■ WORK REQUEST
Return, unchanged and with no pictures, the lines below from the very first through the one that contains "box: [0, 117, 179, 123]".

[EXERCISE DATA — start]

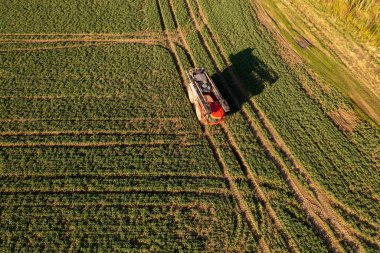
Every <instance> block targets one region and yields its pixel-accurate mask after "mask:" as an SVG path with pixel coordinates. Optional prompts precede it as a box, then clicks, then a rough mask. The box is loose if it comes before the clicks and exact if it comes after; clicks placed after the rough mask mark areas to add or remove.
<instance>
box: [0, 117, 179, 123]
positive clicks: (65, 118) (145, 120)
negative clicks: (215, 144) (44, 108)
mask: <svg viewBox="0 0 380 253" xmlns="http://www.w3.org/2000/svg"><path fill="white" fill-rule="evenodd" d="M180 120H181V118H56V119H54V118H53V119H52V118H0V123H12V122H21V123H22V122H35V121H126V122H130V123H134V122H141V121H147V122H155V121H156V122H174V123H179V122H180Z"/></svg>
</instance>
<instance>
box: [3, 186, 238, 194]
mask: <svg viewBox="0 0 380 253" xmlns="http://www.w3.org/2000/svg"><path fill="white" fill-rule="evenodd" d="M124 193H150V194H195V195H223V196H229V195H230V194H231V193H230V191H228V190H226V189H212V190H210V189H195V190H194V189H178V190H174V189H162V190H160V189H151V188H149V189H142V188H127V189H122V190H111V189H110V190H81V189H72V190H65V189H57V190H45V189H41V190H31V189H22V188H21V189H17V190H6V191H0V195H27V194H31V195H39V194H124Z"/></svg>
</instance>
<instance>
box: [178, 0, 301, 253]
mask: <svg viewBox="0 0 380 253" xmlns="http://www.w3.org/2000/svg"><path fill="white" fill-rule="evenodd" d="M185 2H186V6H187V9H188V13H189V14H190V16H191V19H192V22H193V24H194V26H195V28H196V30H197V32H198V34H199V37H200V38H202V34H201V26H200V25H199V23H198V22H197V19H196V17H195V14H194V12H193V10H192V8H191V6H190V4H189V2H188V1H187V0H185ZM196 4H197V6H198V9H199V12H200V15H201V17H202V19H204V18H205V17H204V13H203V11H202V10H201V8H200V6H199V3H198V2H197V1H196ZM204 24H205V27H206V28H207V31H208V32H209V33H210V34H212V33H211V29H210V28H209V27H208V25H207V21H204ZM201 41H202V43H203V45H204V46H205V49H206V51H207V52H208V54H209V56H210V59H211V60H212V62H213V65H214V67H215V68H216V69H217V70H218V71H219V76H220V78H221V80H224V78H223V77H222V76H221V75H220V70H219V68H218V64H217V63H216V61H215V57H214V56H213V55H212V53H211V50H210V46H209V45H208V43H207V41H206V40H205V39H203V38H202V39H201ZM213 42H214V44H215V46H216V48H217V50H218V52H219V54H220V55H221V56H222V59H223V61H225V64H226V63H227V62H226V60H225V58H224V55H223V54H222V51H221V48H220V46H219V45H218V44H217V43H215V41H213ZM224 86H226V81H225V80H224ZM230 93H231V92H230ZM231 94H232V93H231ZM222 128H223V131H224V133H225V135H226V137H227V139H228V142H229V145H230V146H231V148H232V150H233V151H234V153H235V156H236V157H237V160H238V161H239V163H240V166H241V167H242V168H243V170H244V172H245V174H246V176H247V178H248V180H249V182H250V183H251V184H252V186H253V188H254V190H255V195H256V196H257V197H258V199H259V201H260V202H262V203H263V205H264V206H265V208H266V209H267V211H268V214H269V216H270V218H271V219H272V221H273V222H274V223H275V226H276V229H278V230H279V231H280V233H281V235H282V236H283V237H284V239H285V241H286V243H287V247H288V250H289V251H290V252H299V250H298V249H297V246H296V243H295V242H294V240H293V239H292V238H291V236H290V235H289V234H288V233H287V231H286V230H285V229H284V228H283V225H282V223H281V222H280V220H279V219H278V217H277V215H276V213H275V212H274V210H273V209H272V207H271V205H270V204H269V202H268V201H267V200H266V198H265V196H264V194H263V192H262V191H261V189H260V186H259V184H258V183H257V182H256V181H255V179H254V176H253V174H252V171H251V169H250V168H249V165H248V163H247V162H246V161H245V159H244V156H243V155H242V153H241V151H239V150H238V148H237V144H236V142H235V141H234V139H233V137H232V135H231V133H230V132H229V130H228V127H227V126H226V124H225V123H223V124H222Z"/></svg>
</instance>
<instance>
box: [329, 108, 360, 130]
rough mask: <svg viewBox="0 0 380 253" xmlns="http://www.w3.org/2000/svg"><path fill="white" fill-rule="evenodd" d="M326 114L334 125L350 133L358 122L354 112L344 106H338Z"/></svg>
mask: <svg viewBox="0 0 380 253" xmlns="http://www.w3.org/2000/svg"><path fill="white" fill-rule="evenodd" d="M328 115H329V116H330V118H331V119H332V120H333V122H334V123H335V125H337V126H338V127H339V128H340V129H342V130H344V131H346V132H349V133H351V132H352V131H353V130H354V129H355V127H356V126H357V125H358V124H359V122H360V121H359V118H358V117H357V115H356V113H355V112H354V111H353V110H349V109H347V108H345V107H339V108H338V109H336V110H335V111H332V112H330V113H328Z"/></svg>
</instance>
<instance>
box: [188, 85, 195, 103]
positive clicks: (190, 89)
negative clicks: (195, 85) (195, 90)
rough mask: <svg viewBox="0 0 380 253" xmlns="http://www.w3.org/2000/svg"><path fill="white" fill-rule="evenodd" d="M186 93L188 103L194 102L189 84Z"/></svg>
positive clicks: (193, 98)
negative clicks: (186, 92) (188, 102)
mask: <svg viewBox="0 0 380 253" xmlns="http://www.w3.org/2000/svg"><path fill="white" fill-rule="evenodd" d="M187 95H188V96H189V100H190V103H192V104H194V94H193V91H192V90H191V88H190V85H188V86H187Z"/></svg>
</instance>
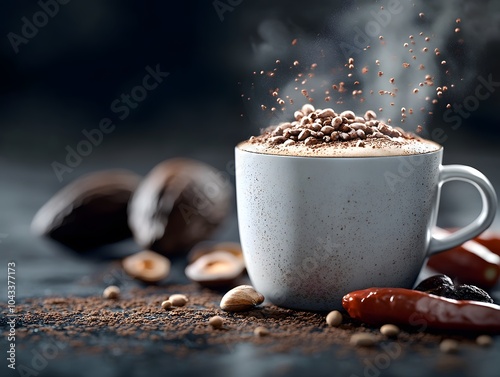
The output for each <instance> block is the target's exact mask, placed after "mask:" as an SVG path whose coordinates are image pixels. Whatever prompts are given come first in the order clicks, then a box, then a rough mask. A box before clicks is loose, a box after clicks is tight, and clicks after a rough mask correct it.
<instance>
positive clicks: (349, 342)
mask: <svg viewBox="0 0 500 377" xmlns="http://www.w3.org/2000/svg"><path fill="white" fill-rule="evenodd" d="M376 342H377V340H376V338H375V336H373V335H372V334H369V333H365V332H361V333H356V334H353V335H352V336H351V339H350V340H349V343H351V344H352V345H353V346H358V347H372V346H374V345H375V343H376Z"/></svg>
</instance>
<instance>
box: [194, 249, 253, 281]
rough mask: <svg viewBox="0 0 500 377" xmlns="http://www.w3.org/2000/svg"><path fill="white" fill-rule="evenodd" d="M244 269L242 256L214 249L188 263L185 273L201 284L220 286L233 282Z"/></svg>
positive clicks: (244, 265)
mask: <svg viewBox="0 0 500 377" xmlns="http://www.w3.org/2000/svg"><path fill="white" fill-rule="evenodd" d="M244 270H245V263H244V261H243V259H242V258H240V257H237V256H235V255H234V254H232V253H231V252H228V251H224V250H215V251H212V252H210V253H207V254H204V255H202V256H200V257H199V258H198V259H196V260H195V261H194V262H193V263H191V264H190V265H188V266H187V267H186V269H185V273H186V276H187V277H188V278H189V279H190V280H192V281H194V282H197V283H199V284H201V285H203V286H207V287H220V286H227V285H231V284H232V283H234V282H235V281H236V279H238V278H239V277H240V276H241V274H242V273H243V271H244Z"/></svg>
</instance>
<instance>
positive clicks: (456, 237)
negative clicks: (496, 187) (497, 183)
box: [427, 165, 497, 255]
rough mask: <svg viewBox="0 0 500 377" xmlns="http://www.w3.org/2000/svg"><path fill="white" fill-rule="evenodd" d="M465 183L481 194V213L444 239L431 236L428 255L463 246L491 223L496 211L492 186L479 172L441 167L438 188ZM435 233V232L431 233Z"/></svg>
mask: <svg viewBox="0 0 500 377" xmlns="http://www.w3.org/2000/svg"><path fill="white" fill-rule="evenodd" d="M455 180H458V181H465V182H468V183H470V184H472V185H473V186H475V187H476V188H477V190H478V191H479V193H480V194H481V200H482V205H483V207H482V209H481V213H480V214H479V215H478V216H477V217H476V218H475V219H474V221H472V222H471V223H470V224H469V225H467V226H465V227H464V228H462V229H459V230H457V231H456V232H454V233H451V234H449V235H447V236H446V237H443V238H441V237H439V238H436V234H433V235H432V236H431V241H430V244H429V250H428V253H427V254H428V255H432V254H435V253H438V252H440V251H444V250H448V249H451V248H454V247H456V246H459V245H461V244H463V243H464V242H466V241H469V240H470V239H472V238H474V237H476V236H477V235H479V234H480V233H482V232H483V231H485V230H486V229H487V228H488V227H489V226H490V225H491V223H492V222H493V219H494V218H495V215H496V211H497V196H496V193H495V190H494V188H493V186H492V185H491V183H490V181H489V180H488V178H486V176H485V175H484V174H483V173H481V172H480V171H478V170H476V169H474V168H471V167H470V166H464V165H445V166H443V165H441V166H440V169H439V186H441V185H442V184H444V183H446V182H448V181H455ZM433 233H435V232H433Z"/></svg>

[EXERCISE DATA — finish]

■ ANSWER SPACE
Every <instance> block targets one region and yields its pixel-accurate mask after "mask:" as an SVG path with pixel coordinates. Optional prompts precede it as a box, then clicks, then a rough mask. The box is loose if it comes before the clicks and exact if it comes after; clicks placed after the rough mask mark areas to add or remove.
<instance>
box: [0, 117, 179, 123]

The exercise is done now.